====== Entries supplied ======
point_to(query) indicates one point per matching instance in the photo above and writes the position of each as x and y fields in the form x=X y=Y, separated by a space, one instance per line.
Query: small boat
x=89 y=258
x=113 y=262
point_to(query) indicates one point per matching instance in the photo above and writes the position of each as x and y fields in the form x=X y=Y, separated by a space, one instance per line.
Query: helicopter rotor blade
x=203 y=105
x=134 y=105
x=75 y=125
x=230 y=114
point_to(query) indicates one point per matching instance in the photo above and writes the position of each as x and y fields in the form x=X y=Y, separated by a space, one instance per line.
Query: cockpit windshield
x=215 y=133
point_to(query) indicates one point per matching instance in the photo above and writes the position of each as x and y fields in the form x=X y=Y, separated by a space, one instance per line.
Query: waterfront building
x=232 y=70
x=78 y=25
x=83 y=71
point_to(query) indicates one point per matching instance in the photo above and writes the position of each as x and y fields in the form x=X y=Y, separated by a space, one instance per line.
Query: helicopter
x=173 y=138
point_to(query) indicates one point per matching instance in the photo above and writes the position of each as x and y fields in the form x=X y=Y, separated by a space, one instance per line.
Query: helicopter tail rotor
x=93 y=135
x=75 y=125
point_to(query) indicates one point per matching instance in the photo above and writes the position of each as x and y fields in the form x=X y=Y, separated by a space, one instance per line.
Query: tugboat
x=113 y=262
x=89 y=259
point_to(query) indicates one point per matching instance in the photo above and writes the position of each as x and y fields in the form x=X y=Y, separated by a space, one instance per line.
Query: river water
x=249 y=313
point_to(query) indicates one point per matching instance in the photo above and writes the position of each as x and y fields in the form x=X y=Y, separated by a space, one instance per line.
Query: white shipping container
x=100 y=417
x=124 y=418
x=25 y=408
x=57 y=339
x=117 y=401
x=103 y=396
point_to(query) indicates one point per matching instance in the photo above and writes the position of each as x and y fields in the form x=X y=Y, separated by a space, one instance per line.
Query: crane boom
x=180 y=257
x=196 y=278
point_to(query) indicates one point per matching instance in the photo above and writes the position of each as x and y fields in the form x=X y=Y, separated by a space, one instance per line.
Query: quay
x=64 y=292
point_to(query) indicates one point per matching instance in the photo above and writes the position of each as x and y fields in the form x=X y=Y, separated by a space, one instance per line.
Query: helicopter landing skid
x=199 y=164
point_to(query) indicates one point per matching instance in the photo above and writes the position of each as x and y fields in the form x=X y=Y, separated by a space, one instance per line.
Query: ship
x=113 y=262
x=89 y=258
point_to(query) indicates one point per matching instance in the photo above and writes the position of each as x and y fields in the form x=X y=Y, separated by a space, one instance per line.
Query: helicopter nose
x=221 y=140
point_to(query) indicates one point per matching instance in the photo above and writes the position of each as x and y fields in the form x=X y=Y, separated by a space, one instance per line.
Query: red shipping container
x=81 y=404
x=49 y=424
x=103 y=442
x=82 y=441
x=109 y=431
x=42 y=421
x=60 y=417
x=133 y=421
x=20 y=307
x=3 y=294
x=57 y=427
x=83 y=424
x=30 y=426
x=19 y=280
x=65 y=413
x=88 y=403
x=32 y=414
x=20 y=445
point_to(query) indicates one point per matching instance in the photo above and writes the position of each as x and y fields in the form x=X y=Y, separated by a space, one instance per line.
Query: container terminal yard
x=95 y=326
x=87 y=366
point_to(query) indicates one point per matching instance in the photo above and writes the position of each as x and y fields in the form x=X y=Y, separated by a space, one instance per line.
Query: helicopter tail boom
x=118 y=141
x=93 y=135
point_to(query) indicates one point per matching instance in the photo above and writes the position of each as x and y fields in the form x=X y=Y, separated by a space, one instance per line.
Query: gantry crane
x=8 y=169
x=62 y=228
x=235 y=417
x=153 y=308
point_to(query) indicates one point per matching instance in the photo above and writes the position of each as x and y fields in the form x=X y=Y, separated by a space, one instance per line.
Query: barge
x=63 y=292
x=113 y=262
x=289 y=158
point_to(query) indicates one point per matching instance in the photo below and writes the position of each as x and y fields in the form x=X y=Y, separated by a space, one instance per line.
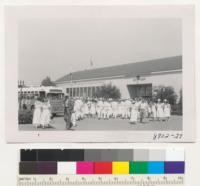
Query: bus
x=28 y=95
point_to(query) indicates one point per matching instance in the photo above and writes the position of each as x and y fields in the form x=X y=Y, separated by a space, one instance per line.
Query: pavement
x=58 y=123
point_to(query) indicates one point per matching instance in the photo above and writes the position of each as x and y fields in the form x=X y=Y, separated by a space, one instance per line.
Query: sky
x=55 y=47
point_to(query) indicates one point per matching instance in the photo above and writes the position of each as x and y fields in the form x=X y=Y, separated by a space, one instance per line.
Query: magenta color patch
x=85 y=167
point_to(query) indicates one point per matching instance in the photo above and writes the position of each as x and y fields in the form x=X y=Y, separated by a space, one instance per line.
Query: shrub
x=108 y=91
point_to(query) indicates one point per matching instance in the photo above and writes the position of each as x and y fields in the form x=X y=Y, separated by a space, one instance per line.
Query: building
x=133 y=79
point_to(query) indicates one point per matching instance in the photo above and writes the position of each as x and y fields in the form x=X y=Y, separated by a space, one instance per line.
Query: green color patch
x=138 y=167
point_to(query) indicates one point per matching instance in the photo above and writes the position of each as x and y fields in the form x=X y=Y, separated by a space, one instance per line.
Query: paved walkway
x=175 y=123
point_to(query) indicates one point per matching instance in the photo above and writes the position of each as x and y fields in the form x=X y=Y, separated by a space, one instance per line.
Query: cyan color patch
x=156 y=167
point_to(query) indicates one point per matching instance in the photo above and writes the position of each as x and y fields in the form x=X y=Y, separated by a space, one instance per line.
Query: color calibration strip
x=102 y=161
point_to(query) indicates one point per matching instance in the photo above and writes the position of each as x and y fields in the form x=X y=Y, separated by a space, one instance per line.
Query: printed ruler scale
x=105 y=180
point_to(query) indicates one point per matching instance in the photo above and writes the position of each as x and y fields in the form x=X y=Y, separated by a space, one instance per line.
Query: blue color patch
x=155 y=167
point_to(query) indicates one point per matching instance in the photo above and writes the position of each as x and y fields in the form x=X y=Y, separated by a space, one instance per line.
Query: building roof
======
Required action: Transcribe the listing exactly. Its images are to be omitted.

Response to the exercise:
point_to(query) indicates one point per matching instance in the photo above and writes the position of each as x and y fields in the form x=X y=Y, separated by a space, one instance per line.
Query: small boat
x=89 y=258
x=113 y=262
point_to(query) indicates one point per matching instance in the photo above and writes the position of each as x and y fields in the form x=X y=Y, separated by a space, one instance per line.
Query: helicopter rotor blade
x=203 y=105
x=134 y=105
x=75 y=125
x=230 y=114
point_to(query) indicates one point per matching instance in the photo above and writes the position of each as x and y fields in the form x=X y=Y, separated by a space, one instance per line.
Query: cockpit windshield
x=215 y=133
point_to(query) indicates one point per matching instance in the photo above and writes the position of each as x and y fields in the form x=X y=Y, separated by a space, one instance per line.
Query: waterfront building
x=232 y=70
x=78 y=25
x=83 y=71
point_to(query) indicates one point per matching instance in the photo above and writes the position of each as x and y fields in the form x=X y=Y, separated by a space, one instance per line.
Query: helicopter
x=173 y=138
point_to(query) indicates one point per matching instance in the photo above and writes the position of each as x and y fields in the form x=X y=Y, separated by a space, one instance per line.
Query: helicopter tail rotor
x=93 y=135
x=75 y=125
point_to(query) indicates one point per matching instance in the photo above and writes the position of each as x and y fields in the form x=X y=Y, separated by a space, one instance per line.
Query: tugboat
x=113 y=262
x=89 y=259
point_to(query) indicates one point per matching instance in the photo above and writes the position of each as x and y fields in the form x=X y=Y, separated by a space, one instance per line.
Query: river water
x=249 y=313
point_to(query) indicates one point per matching instance in the photo above and writes the position of each as x and y fields in the form x=X y=Y, separated by a space, one instance per line.
Query: white shipping container
x=100 y=417
x=124 y=418
x=25 y=408
x=57 y=339
x=117 y=401
x=103 y=396
point_to(query) indicates one point per matching instance in the photo above and writes the position of each as x and y fields in the form x=X y=Y, separated by a space, one instance per line.
Query: crane boom
x=180 y=257
x=196 y=278
point_to(query) indicates one point per matching instance in the photo above and writes the position of each as x and y fields in the form x=X y=Y, separated by a space, one instance per line.
Query: quay
x=64 y=292
point_to(query) indicates one point per matching instance in the photo above and writes the position of each as x and y fields in the form x=X y=Y, separated by a space, one instance per line.
Query: helicopter landing skid
x=199 y=164
point_to(query) indicates one point per matching instance in the photo above and writes the position of each as x and y fields in the form x=X y=Y, separated by a space, one instance per line.
Query: ship
x=113 y=262
x=89 y=258
point_to(query) indicates one point per matching instance in the photo above and writes the position of each as x and y fields in the form x=X y=Y, separated by a space, one instance per line.
Query: helicopter nose
x=221 y=140
point_to(query) indicates one point per matching instance in the photo above and writes the position of each as x and y fields in the form x=X y=Y, separated by a space, one instance per line.
Query: red shipping container
x=81 y=404
x=49 y=424
x=103 y=442
x=82 y=441
x=109 y=431
x=42 y=421
x=60 y=417
x=133 y=421
x=20 y=307
x=3 y=294
x=57 y=427
x=83 y=424
x=30 y=426
x=19 y=280
x=65 y=413
x=88 y=403
x=32 y=414
x=20 y=445
point_to(query) indicates one point per matching instance in the photo above and writes the position of each as x and y fields in the form x=X y=Y, separated by a space, one instance per line.
Query: container terminal yard
x=95 y=326
x=87 y=366
point_to(query) indicates one point per matching instance in the photo above and writes the position of each as x and y fields in the form x=X y=Y, separated by a space, one instance per line.
Query: helicopter tail boom
x=118 y=141
x=93 y=135
point_to(query) indicates one point per matching instance in the photo above and writes the position of each as x and y fields in the form x=X y=Y, separated by a space, one instance per line.
Query: gantry crane
x=8 y=169
x=62 y=228
x=235 y=417
x=153 y=308
point_to(query) indicates one point per matching instance in the photo above and writes the position of each as x and y fields in the form x=X y=Y, separated by a space, one instance per line.
Query: barge
x=63 y=292
x=113 y=262
x=289 y=158
point_to(query) indicates one point per matching instance in the photo below and writes the position of each as x and y fields in the form x=X y=Y, separated by a space, one instance per line.
Query: bus
x=28 y=95
point_to(query) indicates one point per matching instance in the photo above and writes the position of each as x and y fields in the form x=X y=Y, separated by a space, one instance per line.
Query: pavement
x=58 y=123
point_to(query) indicates one point per matching instance in the photo above and writes the position of each as x and y fields in the form x=X y=Y, separated by a space, one instance per line.
Query: sky
x=55 y=47
point_to(query) indicates one point per matching instance in the photo above and writes the position of each as x and y fields in the form x=X y=Y, separated by a space, one instance per line.
Query: magenta color patch
x=85 y=167
point_to(query) indicates one point per matching instance in the photo above and writes the position of each as x and y fields in the form x=X y=Y, separated by a space, one instance per line.
Query: shrub
x=108 y=91
point_to(query) indicates one point per matching instance in the photo above and writes the position of each as x and y fields in the form x=X y=Y, separated by a space, one instance per line.
Query: building
x=133 y=79
point_to(query) indicates one point per matching instance in the photo above and writes the position of each as x and y fields in the form x=X y=Y, separated by a space, one instance per line.
Query: green color patch
x=138 y=167
point_to(query) indicates one point per matching instance in the photo above and writes the position of each as x and y fields in the form x=X y=Y, separated by a space, one instance per line.
Query: paved walkway
x=175 y=123
point_to(query) indicates one point per matching instance in the photo above and writes the position of each as x and y fields in the form x=X y=Y, separated by a space, one instance per line.
Query: cyan color patch
x=156 y=167
point_to(query) indicates one point per matching instance in the photo above and writes the position of each as x and y fields in the form x=X y=Y, separated by a space, one instance per line.
Query: color calibration strip
x=102 y=161
point_to(query) indicates one point per matching instance in the photo above and writes the position of each as x and y fields in the form x=X y=Y, separated by a space, one instance per line.
Query: printed ruler scale
x=105 y=180
point_to(query) indicates one point per matching instance in the photo above and writes the position of each as x and y fields in the form x=X y=Y, separated by a space, one instance per line.
Query: blue color patch
x=155 y=167
point_to(query) indicates one point per matching instance in the photo above and writes the position of each as x and y fields in the form x=X y=Y, separated by a space, one instance per line.
Query: building roof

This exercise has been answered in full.